Excerpt to read.
-------

This is going to be unpopular but the comparison is unfair and the blame is misplaced.
Yes, our streets look worse. But the reason isn't just the municipality, MLA, or MP. The reason is us.
Let me explain.
Sri Lanka has a population of 2.2 crore. Thailand has 7 crore. Vietnam has 10 crore. Dubai has 35 lakh people. India has 145 crore. That's roughly 14 times Vietnam's entire population in just one of our metros.
Now think about what that means for waste. Mumbai alone generates more garbage in a day than Sri Lanka's entire capital city does in a week. Delhi produces 12,000 tonnes of waste daily. Bangalore 5,000 tonnes. Even Indore, India's cleanest city for 7 years running, handles 1,200 tonnes a day.
No municipality on earth can keep streets clean if its citizens treat the street as a dustbin.
Think about where Indian garbage actually comes from.
> The chai cup tossed on the road by the office-goer.
> The biscuit wrapper thrown out of the moving car.
> The paan masala spit on the wall by the well-dressed man.
> The construction debris dumped on the empty plot by the contractor.
> The household waste thrown out of the apartment window because "yahan toh sab karte hain."
> The plastic bottle left at the picnic spot.
> The diapers on the highway.
> The flowers in the lake.
> The wedding waste left for someone else to clean.
Every single one of these is a citizen choice. Not a municipality choice. Not an MLA decision. Not a system failure.
Compare with what happens in Singapore.
Throwing a cigarette butt is a 1,000 SGD fine, roughly Rs 62,000. Throwing chewing gum is illegal entirely. Spitting in public is a 1,000 SGD fine.
In Japan, school children are taught to clean their own classrooms. There are almost no public dustbins in Tokyo and yet the city is spotless because everyone carries their own trash home.

-------

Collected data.

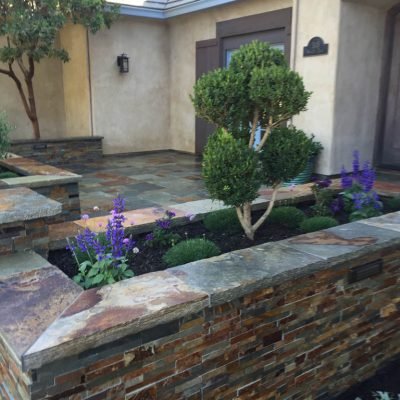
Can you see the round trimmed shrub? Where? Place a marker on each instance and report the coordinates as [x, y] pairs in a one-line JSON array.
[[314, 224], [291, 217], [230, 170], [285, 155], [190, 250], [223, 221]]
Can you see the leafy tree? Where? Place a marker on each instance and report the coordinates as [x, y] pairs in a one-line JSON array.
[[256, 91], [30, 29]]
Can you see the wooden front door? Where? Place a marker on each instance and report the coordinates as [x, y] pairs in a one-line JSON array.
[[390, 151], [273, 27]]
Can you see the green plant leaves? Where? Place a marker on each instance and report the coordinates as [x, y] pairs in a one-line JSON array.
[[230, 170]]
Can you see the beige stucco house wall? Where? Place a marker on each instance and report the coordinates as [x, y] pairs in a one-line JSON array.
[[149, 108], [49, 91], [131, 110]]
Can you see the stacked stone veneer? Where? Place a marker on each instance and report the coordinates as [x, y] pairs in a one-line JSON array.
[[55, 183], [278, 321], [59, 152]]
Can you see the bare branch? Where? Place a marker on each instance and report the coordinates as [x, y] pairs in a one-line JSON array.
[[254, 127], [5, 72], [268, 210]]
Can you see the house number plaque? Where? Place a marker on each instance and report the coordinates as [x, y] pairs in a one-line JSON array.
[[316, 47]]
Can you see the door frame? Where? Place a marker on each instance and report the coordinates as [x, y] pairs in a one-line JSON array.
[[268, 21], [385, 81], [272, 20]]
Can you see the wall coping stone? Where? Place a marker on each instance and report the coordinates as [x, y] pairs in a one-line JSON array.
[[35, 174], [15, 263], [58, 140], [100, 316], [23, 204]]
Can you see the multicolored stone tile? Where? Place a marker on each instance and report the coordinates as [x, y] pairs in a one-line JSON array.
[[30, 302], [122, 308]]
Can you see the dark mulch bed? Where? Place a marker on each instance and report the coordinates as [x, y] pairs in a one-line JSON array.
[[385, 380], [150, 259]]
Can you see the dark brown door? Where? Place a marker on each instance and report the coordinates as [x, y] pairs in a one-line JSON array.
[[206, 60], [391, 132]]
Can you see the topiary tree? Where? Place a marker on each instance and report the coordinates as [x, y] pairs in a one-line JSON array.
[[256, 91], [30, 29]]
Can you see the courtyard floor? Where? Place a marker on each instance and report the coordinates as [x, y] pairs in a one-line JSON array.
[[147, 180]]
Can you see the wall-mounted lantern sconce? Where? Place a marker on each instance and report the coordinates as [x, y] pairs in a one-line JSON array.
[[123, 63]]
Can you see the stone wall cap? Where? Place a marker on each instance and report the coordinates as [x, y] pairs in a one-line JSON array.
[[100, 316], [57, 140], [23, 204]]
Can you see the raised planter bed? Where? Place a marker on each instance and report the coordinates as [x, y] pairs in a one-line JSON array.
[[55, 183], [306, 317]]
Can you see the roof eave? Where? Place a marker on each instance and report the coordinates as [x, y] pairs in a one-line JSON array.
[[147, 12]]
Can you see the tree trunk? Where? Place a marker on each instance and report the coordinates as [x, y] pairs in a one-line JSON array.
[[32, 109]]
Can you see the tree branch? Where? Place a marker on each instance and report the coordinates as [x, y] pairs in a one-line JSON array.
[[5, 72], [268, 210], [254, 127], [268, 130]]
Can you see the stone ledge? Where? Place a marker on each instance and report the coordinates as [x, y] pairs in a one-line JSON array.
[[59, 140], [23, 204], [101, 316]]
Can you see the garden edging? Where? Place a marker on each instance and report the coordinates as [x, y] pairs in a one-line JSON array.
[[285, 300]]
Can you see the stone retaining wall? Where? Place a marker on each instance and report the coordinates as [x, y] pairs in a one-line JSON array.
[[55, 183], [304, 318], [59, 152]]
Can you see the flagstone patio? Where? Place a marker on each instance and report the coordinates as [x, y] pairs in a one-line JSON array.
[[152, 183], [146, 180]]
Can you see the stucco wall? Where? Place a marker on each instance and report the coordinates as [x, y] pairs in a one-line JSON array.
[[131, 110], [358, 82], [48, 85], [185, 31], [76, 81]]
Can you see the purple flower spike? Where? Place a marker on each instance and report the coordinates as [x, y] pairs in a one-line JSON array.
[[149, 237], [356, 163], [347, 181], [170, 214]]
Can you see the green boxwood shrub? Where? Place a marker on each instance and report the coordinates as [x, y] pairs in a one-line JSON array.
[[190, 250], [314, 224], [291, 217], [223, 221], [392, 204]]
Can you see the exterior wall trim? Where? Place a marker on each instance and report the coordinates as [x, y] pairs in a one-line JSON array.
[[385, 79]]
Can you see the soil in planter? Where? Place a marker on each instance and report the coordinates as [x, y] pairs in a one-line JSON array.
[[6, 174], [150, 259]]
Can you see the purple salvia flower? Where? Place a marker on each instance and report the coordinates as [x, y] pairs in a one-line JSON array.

-------

What needs to be done. Please change "garbage" to "trash" and write out the stretch of the post on street cleanliness from "Sri Lanka has" through "actually comes from.".

Solution to this task.
Sri Lanka has a population of 2.2 crore. Thailand has 7 crore. Vietnam has 10 crore. Dubai has 35 lakh people. India has 145 crore. That's roughly 14 times Vietnam's entire population in just one of our metros.
Now think about what that means for waste. Mumbai alone generates more trash in a day than Sri Lanka's entire capital city does in a week. Delhi produces 12,000 tonnes of waste daily. Bangalore 5,000 tonnes. Even Indore, India's cleanest city for 7 years running, handles 1,200 tonnes a day.
No municipality on earth can keep streets clean if its citizens treat the street as a dustbin.
Think about where Indian trash actually comes from.